• Exercise goal: List every line of the listing below that contains the string "ponytail", matching case exactly.

[Listing from a data collection]
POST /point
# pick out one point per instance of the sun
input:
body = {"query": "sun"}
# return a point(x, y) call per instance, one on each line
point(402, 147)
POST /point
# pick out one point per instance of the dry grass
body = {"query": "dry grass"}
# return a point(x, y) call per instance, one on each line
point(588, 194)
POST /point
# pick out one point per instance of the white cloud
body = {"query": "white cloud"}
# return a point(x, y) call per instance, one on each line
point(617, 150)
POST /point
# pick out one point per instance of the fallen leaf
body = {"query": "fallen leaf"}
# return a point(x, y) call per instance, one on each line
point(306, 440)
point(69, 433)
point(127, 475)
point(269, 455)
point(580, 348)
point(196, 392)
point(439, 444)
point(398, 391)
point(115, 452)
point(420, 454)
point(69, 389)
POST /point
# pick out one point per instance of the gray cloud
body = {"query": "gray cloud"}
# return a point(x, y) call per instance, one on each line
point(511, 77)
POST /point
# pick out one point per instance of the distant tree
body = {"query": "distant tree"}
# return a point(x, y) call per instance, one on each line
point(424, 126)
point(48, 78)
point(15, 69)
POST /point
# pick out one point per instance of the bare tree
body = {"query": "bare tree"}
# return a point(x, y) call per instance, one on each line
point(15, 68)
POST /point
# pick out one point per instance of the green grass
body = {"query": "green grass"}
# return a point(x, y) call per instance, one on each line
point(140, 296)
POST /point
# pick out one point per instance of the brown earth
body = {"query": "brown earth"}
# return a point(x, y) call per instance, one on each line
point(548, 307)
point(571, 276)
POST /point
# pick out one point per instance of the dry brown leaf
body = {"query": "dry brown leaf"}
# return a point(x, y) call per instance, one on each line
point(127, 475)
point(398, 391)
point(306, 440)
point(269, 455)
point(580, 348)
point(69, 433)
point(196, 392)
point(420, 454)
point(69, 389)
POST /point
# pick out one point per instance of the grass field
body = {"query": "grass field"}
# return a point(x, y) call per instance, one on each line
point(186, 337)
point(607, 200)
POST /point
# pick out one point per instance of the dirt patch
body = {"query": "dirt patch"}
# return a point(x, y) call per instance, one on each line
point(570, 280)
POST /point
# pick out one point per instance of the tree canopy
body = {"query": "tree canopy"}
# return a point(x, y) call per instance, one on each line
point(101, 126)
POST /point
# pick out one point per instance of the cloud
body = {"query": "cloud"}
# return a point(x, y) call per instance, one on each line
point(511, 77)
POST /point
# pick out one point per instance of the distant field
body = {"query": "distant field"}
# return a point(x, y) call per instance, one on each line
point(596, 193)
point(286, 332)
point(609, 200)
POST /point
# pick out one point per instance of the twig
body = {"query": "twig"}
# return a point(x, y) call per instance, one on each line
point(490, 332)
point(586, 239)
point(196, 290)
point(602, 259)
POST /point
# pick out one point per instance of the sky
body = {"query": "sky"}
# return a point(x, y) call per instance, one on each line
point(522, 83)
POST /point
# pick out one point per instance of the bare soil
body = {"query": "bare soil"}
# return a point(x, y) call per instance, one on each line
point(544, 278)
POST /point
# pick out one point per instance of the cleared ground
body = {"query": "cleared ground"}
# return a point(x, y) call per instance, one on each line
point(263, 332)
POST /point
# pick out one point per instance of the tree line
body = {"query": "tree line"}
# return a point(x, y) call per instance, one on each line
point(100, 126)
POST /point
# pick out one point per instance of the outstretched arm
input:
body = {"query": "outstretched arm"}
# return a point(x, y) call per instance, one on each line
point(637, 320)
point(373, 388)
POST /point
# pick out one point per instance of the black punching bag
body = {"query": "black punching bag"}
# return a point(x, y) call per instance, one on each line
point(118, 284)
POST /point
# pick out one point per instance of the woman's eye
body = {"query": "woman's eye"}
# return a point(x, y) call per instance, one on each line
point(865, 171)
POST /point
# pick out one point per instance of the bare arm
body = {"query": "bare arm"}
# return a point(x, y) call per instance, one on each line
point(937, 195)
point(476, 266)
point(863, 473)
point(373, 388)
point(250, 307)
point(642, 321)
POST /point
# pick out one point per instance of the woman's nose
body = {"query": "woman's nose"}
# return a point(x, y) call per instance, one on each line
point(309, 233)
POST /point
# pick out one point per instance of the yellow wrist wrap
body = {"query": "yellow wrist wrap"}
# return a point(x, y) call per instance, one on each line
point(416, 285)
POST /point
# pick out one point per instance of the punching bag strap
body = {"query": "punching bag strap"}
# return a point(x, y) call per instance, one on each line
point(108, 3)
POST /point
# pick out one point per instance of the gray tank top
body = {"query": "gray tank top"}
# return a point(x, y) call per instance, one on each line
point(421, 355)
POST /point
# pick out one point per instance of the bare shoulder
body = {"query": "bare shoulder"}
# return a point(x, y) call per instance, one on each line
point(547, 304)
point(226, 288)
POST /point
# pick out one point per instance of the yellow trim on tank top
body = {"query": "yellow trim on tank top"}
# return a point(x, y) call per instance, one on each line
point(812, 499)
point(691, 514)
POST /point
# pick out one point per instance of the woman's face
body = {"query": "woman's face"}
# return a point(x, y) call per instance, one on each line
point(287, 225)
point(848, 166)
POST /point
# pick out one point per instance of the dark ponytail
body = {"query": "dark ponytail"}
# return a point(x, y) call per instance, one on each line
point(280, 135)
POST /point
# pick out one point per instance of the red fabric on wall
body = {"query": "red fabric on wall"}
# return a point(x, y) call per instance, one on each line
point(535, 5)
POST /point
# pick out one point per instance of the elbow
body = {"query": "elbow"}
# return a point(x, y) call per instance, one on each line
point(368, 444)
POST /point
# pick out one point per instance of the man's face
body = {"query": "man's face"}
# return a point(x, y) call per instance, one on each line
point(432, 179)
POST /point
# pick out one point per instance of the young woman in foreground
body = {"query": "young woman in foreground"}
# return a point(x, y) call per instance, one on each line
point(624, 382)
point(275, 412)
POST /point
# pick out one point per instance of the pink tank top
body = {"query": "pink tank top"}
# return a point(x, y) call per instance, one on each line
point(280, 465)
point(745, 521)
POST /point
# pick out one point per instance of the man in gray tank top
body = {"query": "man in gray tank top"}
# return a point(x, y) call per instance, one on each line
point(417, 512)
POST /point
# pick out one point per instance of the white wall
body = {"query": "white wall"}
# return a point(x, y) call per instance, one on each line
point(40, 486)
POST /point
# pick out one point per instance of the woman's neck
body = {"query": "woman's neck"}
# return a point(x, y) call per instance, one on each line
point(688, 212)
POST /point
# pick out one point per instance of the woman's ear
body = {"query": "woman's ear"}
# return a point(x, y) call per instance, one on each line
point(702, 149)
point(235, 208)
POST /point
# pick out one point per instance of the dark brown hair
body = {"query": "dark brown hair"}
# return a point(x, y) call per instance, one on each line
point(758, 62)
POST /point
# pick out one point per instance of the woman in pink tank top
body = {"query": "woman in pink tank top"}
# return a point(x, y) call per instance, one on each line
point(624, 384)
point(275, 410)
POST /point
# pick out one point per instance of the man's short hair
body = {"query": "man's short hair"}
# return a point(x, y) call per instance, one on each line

• Task result:
# pick out one point per instance of the dark ponytail
body = {"query": "dark ponytail"}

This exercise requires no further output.